_EXTRACT PROVIDED_

* * * * *

This semester we developed a webapp for students to explore majors/courses at Cornell. View it HERE. The app is designed for the following 3 use cases:
- Freshman who does not know what major to pick, want to see typical courses for each major
- Upperclassman who wants to know what classes to take next semester
- Upperclassman who wants suggestions for fun classes outside of major
We worked with Prof Rene Kizilcec and got constant feedback from his research group as well as the rest of CDS. We started essentially from scratch with the raw registrar data - the previous Pathways webapp was built on a different stack and we felt our idea was different enough that it didn't make sense to build off of their code.
Development was planned in 1 week sprints with weekly planning meetings, summaries of each sprint can be found in the journal (below).
- graph-based recommendation system based on post-enrollment and co-enrollment graphs for each major (user can tune suggestion diversity v.s. relevance, use case #3)
- server written in GoLang, a first for CDS
- interactive/dynamic grid-based visualization allowing users to manipulate courses and focus on a specific semester (use case #2), edge-overlap-reduction heuristics
- hierarchical UI layout based on feedback, robust search functionality which wraps the course roster API
- user interaction logging (including hashed NetID for privacy)

* * * * *

_RECORDS FOR THE EXERCISE_
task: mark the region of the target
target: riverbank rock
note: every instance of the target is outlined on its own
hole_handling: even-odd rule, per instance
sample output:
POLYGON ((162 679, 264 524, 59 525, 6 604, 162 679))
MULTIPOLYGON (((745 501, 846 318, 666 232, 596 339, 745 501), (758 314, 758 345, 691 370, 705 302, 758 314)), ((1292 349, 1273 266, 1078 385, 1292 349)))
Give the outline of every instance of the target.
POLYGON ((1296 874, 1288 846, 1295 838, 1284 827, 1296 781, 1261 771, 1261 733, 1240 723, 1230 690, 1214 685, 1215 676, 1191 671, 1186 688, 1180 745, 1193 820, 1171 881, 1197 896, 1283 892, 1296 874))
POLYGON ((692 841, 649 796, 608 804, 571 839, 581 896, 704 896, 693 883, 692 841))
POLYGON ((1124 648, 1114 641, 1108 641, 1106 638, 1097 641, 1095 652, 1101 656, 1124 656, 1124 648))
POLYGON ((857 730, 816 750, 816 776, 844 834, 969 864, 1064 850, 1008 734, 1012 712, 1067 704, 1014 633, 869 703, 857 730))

* * * * *

_TASK REQUIREMENTS_
A: According to the Cornell course webapp description, what language was the server written in?
B: Swap "riverbank rock" for "boulder" throughout the records and write them out again with nothing else changed.
The text and the records were taken from unrelated sources.

_RESPONSES FOR EACH TASK_
A: GoLang.

B:
task: mark the region of the target
target: boulder
note: every instance of the target is outlined on its own
hole_handling: even-odd rule, per instance
sample output:
POLYGON ((162 679, 264 524, 59 525, 6 604, 162 679))
MULTIPOLYGON (((745 501, 846 318, 666 232, 596 339, 745 501), (758 314, 758 345, 691 370, 705 302, 758 314)), ((1292 349, 1273 266, 1078 385, 1292 349)))
Give the outline of every instance of the target.
POLYGON ((1296 874, 1288 846, 1295 838, 1284 827, 1296 781, 1261 771, 1261 733, 1240 723, 1230 690, 1214 685, 1215 676, 1191 671, 1186 688, 1180 745, 1193 820, 1171 881, 1197 896, 1283 892, 1296 874))
POLYGON ((692 841, 649 796, 608 804, 571 839, 581 896, 704 896, 693 883, 692 841))
POLYGON ((1124 648, 1114 641, 1108 641, 1106 638, 1097 641, 1095 652, 1101 656, 1124 656, 1124 648))
POLYGON ((857 730, 816 750, 816 776, 844 834, 969 864, 1064 850, 1008 734, 1012 712, 1067 704, 1014 633, 869 703, 857 730))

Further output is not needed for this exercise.